● Assignment:
Your copy should match the entries exactly, with the pictures left out.

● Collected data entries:
• • • • • • •

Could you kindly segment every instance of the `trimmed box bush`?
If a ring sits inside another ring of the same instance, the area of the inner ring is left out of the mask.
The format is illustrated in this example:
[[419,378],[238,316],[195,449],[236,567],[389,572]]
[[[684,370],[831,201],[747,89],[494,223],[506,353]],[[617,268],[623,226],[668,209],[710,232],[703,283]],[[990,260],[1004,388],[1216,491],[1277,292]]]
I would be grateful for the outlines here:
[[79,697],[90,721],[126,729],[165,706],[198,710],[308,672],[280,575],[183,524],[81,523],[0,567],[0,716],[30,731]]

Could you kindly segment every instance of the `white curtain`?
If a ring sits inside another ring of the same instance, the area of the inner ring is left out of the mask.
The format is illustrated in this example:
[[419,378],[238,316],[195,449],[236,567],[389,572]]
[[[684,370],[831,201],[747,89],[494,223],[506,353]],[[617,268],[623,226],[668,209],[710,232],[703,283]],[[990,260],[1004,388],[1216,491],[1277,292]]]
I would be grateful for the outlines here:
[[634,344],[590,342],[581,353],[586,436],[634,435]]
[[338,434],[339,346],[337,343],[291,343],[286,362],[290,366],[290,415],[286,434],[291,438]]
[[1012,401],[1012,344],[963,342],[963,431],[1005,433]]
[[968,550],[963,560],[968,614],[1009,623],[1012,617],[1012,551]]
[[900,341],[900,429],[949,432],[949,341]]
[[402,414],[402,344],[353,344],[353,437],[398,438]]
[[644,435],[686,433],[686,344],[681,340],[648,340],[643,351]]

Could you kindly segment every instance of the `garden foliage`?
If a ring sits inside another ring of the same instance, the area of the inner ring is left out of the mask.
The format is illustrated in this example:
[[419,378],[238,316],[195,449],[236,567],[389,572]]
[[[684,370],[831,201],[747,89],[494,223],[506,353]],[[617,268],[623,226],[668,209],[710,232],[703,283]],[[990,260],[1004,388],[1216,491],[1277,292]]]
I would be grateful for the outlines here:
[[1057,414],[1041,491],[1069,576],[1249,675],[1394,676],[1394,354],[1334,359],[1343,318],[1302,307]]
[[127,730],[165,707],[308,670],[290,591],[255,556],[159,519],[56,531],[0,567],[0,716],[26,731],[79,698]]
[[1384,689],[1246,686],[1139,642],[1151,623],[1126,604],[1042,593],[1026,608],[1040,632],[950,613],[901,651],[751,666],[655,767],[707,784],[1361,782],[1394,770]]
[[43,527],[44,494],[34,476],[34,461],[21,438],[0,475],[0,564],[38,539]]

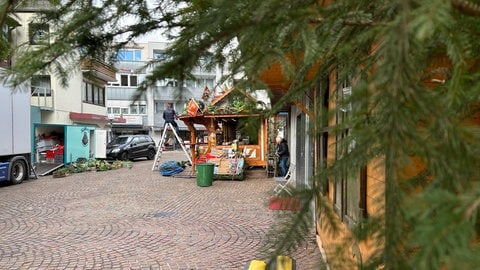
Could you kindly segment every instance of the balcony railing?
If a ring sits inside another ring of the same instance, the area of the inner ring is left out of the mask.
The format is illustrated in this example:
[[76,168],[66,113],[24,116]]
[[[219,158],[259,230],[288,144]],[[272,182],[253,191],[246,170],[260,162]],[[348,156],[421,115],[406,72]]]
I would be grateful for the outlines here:
[[116,69],[98,59],[84,59],[80,66],[84,76],[92,76],[105,82],[114,82],[117,80],[115,78]]
[[40,107],[41,110],[53,111],[55,109],[53,89],[32,87],[30,105]]
[[145,61],[119,61],[114,66],[120,73],[145,74],[146,64]]

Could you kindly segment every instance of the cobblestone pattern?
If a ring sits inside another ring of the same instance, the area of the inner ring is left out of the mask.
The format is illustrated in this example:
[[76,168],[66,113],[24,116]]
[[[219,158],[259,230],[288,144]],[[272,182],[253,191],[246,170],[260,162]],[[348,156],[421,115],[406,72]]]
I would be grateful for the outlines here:
[[[267,207],[271,178],[198,187],[151,167],[0,187],[0,269],[243,269],[261,259],[278,212]],[[297,269],[320,269],[314,239],[294,255]]]

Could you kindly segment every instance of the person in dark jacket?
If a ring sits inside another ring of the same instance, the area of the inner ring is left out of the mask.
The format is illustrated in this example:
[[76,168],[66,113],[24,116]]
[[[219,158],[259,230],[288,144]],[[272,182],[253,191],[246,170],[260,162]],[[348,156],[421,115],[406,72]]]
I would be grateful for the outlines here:
[[276,138],[277,142],[277,156],[280,162],[280,168],[282,169],[280,176],[285,176],[288,171],[288,158],[290,157],[290,152],[288,151],[287,140],[281,137]]
[[163,120],[165,120],[165,125],[167,125],[167,123],[172,124],[173,128],[178,134],[178,125],[177,125],[177,122],[175,121],[176,117],[177,117],[177,113],[172,108],[172,105],[167,104],[167,108],[165,108],[165,111],[163,111]]

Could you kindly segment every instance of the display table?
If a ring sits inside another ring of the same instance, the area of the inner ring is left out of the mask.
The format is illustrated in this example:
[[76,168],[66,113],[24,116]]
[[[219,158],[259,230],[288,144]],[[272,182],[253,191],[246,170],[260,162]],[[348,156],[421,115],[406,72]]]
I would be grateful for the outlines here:
[[243,158],[209,158],[206,161],[215,165],[213,179],[244,179],[243,167],[245,160]]

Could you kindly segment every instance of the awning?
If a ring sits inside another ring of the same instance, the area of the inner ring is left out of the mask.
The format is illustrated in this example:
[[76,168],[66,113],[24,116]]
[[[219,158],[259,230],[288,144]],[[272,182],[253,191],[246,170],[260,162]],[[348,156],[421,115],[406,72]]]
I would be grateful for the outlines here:
[[[114,127],[119,127],[119,126],[114,126]],[[123,127],[123,125],[122,125],[121,127]],[[204,126],[204,125],[201,125],[201,124],[193,124],[193,127],[195,128],[195,130],[198,130],[198,131],[207,130],[207,129],[205,128],[205,126]],[[179,125],[179,126],[178,126],[178,129],[181,130],[181,131],[188,131],[188,127],[186,127],[186,126],[181,126],[181,125]],[[152,130],[153,130],[154,132],[163,131],[163,127],[153,127]]]
[[238,118],[238,117],[255,117],[260,116],[258,113],[253,114],[204,114],[205,118]]
[[126,120],[122,117],[115,117],[113,119],[109,119],[106,115],[100,114],[93,114],[93,113],[77,113],[77,112],[70,112],[70,119],[72,120],[89,120],[89,121],[99,121],[104,123],[125,123]]

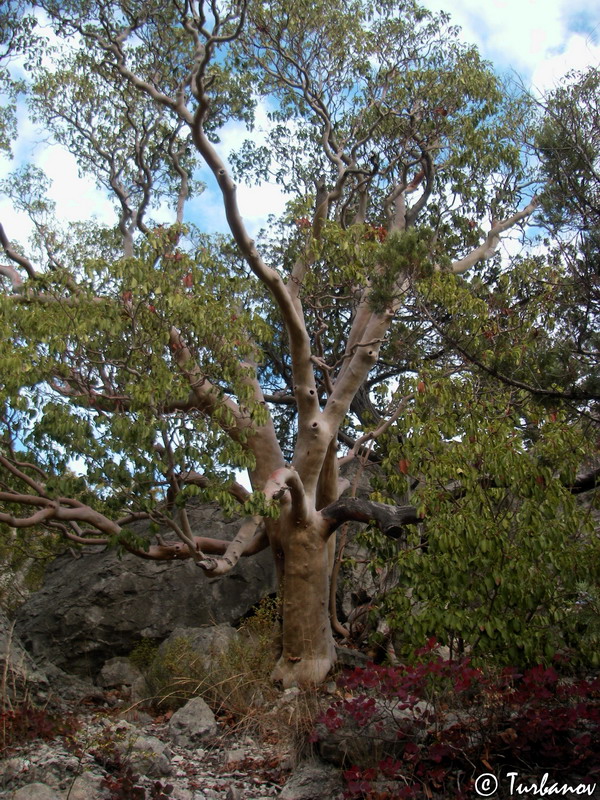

• • • • • • •

● Worked solution:
Could you kindly segment every instance of the `trimmed box bush`?
If a ring sits inside another ring of the same instance, the area of the inner ring is left out of the mask.
The format is illustrated in this example:
[[419,378],[238,316],[195,449],[236,567],[389,572]]
[[[684,370],[831,201],[747,89],[494,223],[506,353]],[[617,268],[623,226],[668,209],[710,232],[703,283]],[[990,260],[1004,388],[1216,491],[1277,292]]]
I would be grateful for the outlines here:
[[79,697],[90,721],[126,729],[165,706],[198,710],[308,672],[280,575],[183,524],[81,523],[0,567],[0,716],[30,731]]

Could you kindly segment every instance of the `white curtain`?
If a ring sits inside another ring of the same instance, the area of the inner ring is left out of the mask.
The format is illustrated in this example:
[[419,378],[238,316],[195,449],[236,567],[389,572]]
[[[684,370],[831,201],[747,89],[494,223],[506,353]],[[617,268],[623,226],[668,209],[710,232],[703,283]],[[990,260],[1004,388],[1216,491],[1277,292]]]
I would be grateful for the outlines here:
[[634,344],[590,342],[581,353],[586,436],[634,435]]
[[338,434],[339,346],[337,343],[291,343],[286,362],[290,366],[290,415],[286,434],[291,438]]
[[1012,401],[1012,344],[963,342],[963,431],[1005,433]]
[[968,550],[963,560],[968,614],[1009,623],[1012,617],[1012,551]]
[[900,341],[900,429],[949,432],[949,341]]
[[402,414],[402,344],[353,344],[353,437],[398,438]]
[[644,435],[686,433],[686,344],[681,340],[648,340],[643,351]]

Could you kindly segment every instance of the `garden foliage`?
If a ring sits inside another ring of the same instance, the area of the inner ring is left out of the mask.
The format is illustrated in this example:
[[419,378],[238,316],[195,449],[236,567],[389,572]]
[[[684,370],[831,201],[747,89],[494,223],[506,353]],[[617,268],[623,226],[668,209],[710,232],[703,283]],[[990,260],[1004,388],[1216,491],[1277,292]]]
I would be grateful for the outlines here:
[[1057,414],[1041,491],[1069,576],[1249,675],[1394,676],[1394,354],[1334,359],[1343,318],[1302,307]]
[[127,730],[165,707],[308,670],[290,591],[255,556],[159,519],[56,531],[0,567],[0,716],[26,731],[79,698]]
[[1384,689],[1246,686],[1139,642],[1151,623],[1126,604],[1042,593],[1026,608],[1040,632],[950,613],[901,651],[751,666],[655,767],[707,784],[1361,782],[1394,770]]
[[43,527],[44,494],[34,476],[34,461],[21,438],[0,475],[0,564],[38,539]]

Could you kindly segment every instance of the balcony railing?
If a ring sits inside another ring of the same instance, the area of the inner ring is left out of the mask.
The format is illustrated in this example:
[[76,168],[66,113],[24,116]]
[[[219,158],[259,230],[288,144]],[[272,182],[253,191],[246,170],[260,162]],[[348,156],[421,115],[406,72]]]
I would be grateful for the outlines here:
[[116,69],[98,59],[84,59],[80,66],[84,76],[92,76],[105,82],[114,82],[117,80],[115,78]]
[[40,107],[41,110],[53,111],[55,109],[53,89],[32,87],[30,105]]
[[145,61],[119,61],[114,66],[120,73],[145,74],[146,64]]

Could you kindly segment every instance of the cobblestone pattern?
If a ring sits inside another ring of the same instance, the area of the inner ring is left out of the mask.
The format is illustrated in this example:
[[76,168],[66,113],[24,116]]
[[[219,158],[259,230],[288,144]],[[272,182],[253,191],[246,170],[260,162]],[[348,156],[421,115],[406,72]]]
I would be grateful for the outlines here:
[[[267,207],[271,178],[198,187],[151,167],[0,187],[0,269],[243,269],[261,259],[278,212]],[[297,269],[320,269],[314,239],[294,255]]]

Could you kindly segment every instance of the person in dark jacket?
If a ring sits inside another ring of the same instance, the area of the inner ring is left out of the mask.
The format is illustrated in this example:
[[76,168],[66,113],[24,116]]
[[[219,158],[259,230],[288,144]],[[272,182],[253,191],[246,170],[260,162]],[[348,156],[421,115],[406,72]]]
I would be grateful for the outlines here:
[[276,138],[277,142],[277,156],[280,162],[280,168],[282,169],[280,176],[285,176],[288,171],[288,158],[290,157],[290,152],[288,151],[287,140],[281,137]]
[[163,120],[165,120],[165,125],[167,125],[167,123],[172,124],[173,128],[178,134],[178,125],[177,125],[177,122],[175,121],[176,117],[177,117],[177,113],[172,108],[172,105],[167,104],[167,108],[165,108],[165,111],[163,111]]

Could you kindly segment every instance of the display table?
If a ring sits inside another ring of the same instance, the area of the inner ring is left out of the mask.
The format is illustrated in this example:
[[76,168],[66,113],[24,116]]
[[[219,158],[259,230],[288,144]],[[272,182],[253,191],[246,170],[260,162]],[[348,156],[421,115],[406,72]]]
I would be grateful for the outlines here:
[[243,158],[209,158],[206,161],[215,165],[213,179],[244,179],[243,167],[245,160]]

Could you kindly segment every instance of the awning?
If a ring sits inside another ring of the same instance, the area of the inner ring is left out of the mask.
The format is illustrated in this example:
[[76,168],[66,113],[24,116]]
[[[219,158],[259,230],[288,144]],[[272,182],[253,191],[246,170],[260,162]],[[348,156],[421,115],[406,72]]]
I would be grateful for the outlines here:
[[[114,127],[119,127],[119,126],[114,126]],[[123,127],[123,125],[122,125],[121,127]],[[204,126],[204,125],[201,125],[201,124],[193,124],[193,127],[195,128],[195,130],[198,130],[198,131],[207,130],[207,129],[205,128],[205,126]],[[179,125],[179,126],[178,126],[178,129],[181,130],[181,131],[188,131],[188,127],[186,127],[186,126],[181,126],[181,125]],[[152,130],[153,130],[154,132],[163,131],[163,127],[153,127]]]
[[238,118],[238,117],[255,117],[260,116],[258,113],[253,114],[204,114],[205,118]]
[[126,120],[122,117],[115,117],[113,119],[109,119],[106,115],[100,114],[93,114],[93,113],[77,113],[77,112],[70,112],[70,119],[72,120],[89,120],[89,121],[99,121],[104,123],[125,123]]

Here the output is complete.